Work required — Exactly and only the lines from the one with "I would be grateful if you could indicate the man wearing" through the end of the listing are to be transcribed, both ends included.

════

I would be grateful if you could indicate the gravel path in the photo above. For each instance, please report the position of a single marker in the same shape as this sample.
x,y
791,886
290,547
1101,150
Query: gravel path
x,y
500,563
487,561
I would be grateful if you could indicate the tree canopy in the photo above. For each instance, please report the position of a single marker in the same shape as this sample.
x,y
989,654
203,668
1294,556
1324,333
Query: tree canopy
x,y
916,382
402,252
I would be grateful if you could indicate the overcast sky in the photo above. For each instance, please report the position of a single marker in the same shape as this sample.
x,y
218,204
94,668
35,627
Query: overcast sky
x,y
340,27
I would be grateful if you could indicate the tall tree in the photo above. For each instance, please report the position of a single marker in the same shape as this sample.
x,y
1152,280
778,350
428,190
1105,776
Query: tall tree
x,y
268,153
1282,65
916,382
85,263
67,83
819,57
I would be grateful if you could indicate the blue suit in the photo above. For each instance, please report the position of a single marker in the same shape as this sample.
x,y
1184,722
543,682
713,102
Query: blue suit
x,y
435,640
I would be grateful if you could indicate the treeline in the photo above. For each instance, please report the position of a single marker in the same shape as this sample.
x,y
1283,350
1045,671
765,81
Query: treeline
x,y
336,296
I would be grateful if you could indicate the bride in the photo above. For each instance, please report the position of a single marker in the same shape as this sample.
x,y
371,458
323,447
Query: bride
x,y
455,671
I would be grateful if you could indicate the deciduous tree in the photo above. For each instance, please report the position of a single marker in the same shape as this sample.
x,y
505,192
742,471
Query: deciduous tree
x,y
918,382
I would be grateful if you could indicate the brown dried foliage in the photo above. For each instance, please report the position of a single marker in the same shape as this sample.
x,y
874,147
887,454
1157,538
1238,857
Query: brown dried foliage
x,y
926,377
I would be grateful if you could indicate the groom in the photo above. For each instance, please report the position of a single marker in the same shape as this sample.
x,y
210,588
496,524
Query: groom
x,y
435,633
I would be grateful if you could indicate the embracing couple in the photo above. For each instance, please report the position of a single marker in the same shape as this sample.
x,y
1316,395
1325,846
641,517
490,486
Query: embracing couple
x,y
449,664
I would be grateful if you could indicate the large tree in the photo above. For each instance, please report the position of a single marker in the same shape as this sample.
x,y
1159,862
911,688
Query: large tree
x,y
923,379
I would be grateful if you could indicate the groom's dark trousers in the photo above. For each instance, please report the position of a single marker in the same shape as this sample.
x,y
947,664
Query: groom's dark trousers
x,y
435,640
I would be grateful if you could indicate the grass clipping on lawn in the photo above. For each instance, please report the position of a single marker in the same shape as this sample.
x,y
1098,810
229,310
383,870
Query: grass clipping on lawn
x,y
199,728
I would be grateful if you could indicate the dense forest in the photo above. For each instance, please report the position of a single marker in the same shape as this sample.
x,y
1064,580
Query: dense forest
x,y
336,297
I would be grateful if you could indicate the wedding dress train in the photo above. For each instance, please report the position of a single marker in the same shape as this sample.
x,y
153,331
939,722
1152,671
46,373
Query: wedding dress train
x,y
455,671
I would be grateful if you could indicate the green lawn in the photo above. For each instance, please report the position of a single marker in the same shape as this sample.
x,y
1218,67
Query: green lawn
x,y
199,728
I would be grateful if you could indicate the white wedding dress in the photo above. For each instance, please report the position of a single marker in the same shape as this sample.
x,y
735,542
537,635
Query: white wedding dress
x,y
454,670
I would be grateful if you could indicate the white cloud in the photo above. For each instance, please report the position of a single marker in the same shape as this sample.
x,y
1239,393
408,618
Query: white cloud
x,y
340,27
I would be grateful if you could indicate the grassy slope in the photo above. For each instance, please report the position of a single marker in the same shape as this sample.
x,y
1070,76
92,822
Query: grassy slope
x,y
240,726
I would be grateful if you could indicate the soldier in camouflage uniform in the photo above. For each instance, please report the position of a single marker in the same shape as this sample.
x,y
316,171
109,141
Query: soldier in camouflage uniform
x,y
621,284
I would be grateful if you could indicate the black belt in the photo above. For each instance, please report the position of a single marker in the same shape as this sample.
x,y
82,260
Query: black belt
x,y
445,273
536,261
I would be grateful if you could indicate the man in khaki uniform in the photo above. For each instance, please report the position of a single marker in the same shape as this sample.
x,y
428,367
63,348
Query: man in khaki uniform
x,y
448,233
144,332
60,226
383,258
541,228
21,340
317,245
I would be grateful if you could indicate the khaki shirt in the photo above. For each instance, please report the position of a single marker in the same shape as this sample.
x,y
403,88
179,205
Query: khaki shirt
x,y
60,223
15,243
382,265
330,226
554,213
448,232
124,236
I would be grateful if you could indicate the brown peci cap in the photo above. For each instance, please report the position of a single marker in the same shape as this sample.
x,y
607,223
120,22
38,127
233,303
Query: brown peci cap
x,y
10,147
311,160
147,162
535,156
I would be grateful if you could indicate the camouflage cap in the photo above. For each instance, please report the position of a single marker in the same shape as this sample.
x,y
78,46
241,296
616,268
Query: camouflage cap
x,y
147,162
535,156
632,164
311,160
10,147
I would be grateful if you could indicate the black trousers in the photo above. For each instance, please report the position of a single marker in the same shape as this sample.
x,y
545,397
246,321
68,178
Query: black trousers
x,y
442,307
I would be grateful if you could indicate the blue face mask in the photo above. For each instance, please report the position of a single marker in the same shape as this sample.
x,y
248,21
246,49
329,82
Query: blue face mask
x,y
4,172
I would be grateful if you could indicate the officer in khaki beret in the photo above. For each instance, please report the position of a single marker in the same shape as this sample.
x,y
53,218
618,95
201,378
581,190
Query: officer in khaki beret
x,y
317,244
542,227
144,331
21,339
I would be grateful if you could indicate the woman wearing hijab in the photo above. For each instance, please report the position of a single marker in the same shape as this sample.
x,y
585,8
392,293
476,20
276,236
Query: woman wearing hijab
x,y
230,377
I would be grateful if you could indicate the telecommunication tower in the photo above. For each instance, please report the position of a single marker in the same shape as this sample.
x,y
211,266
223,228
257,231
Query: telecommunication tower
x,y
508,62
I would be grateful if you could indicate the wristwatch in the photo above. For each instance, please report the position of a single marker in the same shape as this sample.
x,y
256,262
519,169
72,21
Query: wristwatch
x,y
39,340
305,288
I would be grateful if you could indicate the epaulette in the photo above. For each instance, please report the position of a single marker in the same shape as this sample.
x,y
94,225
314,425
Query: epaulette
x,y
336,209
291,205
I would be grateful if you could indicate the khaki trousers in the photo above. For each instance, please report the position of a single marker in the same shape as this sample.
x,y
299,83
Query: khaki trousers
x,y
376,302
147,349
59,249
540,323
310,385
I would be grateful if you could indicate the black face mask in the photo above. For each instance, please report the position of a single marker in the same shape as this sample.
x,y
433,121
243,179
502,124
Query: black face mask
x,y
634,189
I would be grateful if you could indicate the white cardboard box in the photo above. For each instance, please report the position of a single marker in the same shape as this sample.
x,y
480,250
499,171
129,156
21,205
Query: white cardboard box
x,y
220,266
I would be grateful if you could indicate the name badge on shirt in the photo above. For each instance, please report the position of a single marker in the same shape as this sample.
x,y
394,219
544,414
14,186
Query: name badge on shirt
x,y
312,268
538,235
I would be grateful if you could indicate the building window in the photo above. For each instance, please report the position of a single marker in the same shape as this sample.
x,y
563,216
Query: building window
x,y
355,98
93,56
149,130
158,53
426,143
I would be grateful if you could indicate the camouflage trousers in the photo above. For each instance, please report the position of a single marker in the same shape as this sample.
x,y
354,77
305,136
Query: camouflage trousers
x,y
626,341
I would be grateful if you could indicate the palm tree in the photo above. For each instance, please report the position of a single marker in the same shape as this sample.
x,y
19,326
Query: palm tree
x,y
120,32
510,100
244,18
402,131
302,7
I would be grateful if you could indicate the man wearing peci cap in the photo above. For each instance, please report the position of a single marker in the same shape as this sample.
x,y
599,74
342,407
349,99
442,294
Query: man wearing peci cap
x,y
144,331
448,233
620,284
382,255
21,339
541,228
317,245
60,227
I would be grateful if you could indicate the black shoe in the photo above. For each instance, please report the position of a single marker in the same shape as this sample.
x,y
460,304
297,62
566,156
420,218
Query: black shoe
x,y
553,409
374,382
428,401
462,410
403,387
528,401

════

Finished task —
I would be grateful if you could indicate the man wearing peci cap in the photo above. For each instance, please report the position of a single marker in the same shape as this sample.
x,y
599,74
342,407
349,99
442,294
Query: man wearing peci cap
x,y
144,331
448,233
620,284
382,255
21,339
541,228
317,245
60,227
I would be grateful if you could indicate the black shoe in the photo above. For each instance, please report the position of a single marker in the same shape as this sample.
x,y
460,304
297,62
566,156
420,218
Query: black shoe
x,y
553,409
374,382
428,401
462,410
403,387
528,401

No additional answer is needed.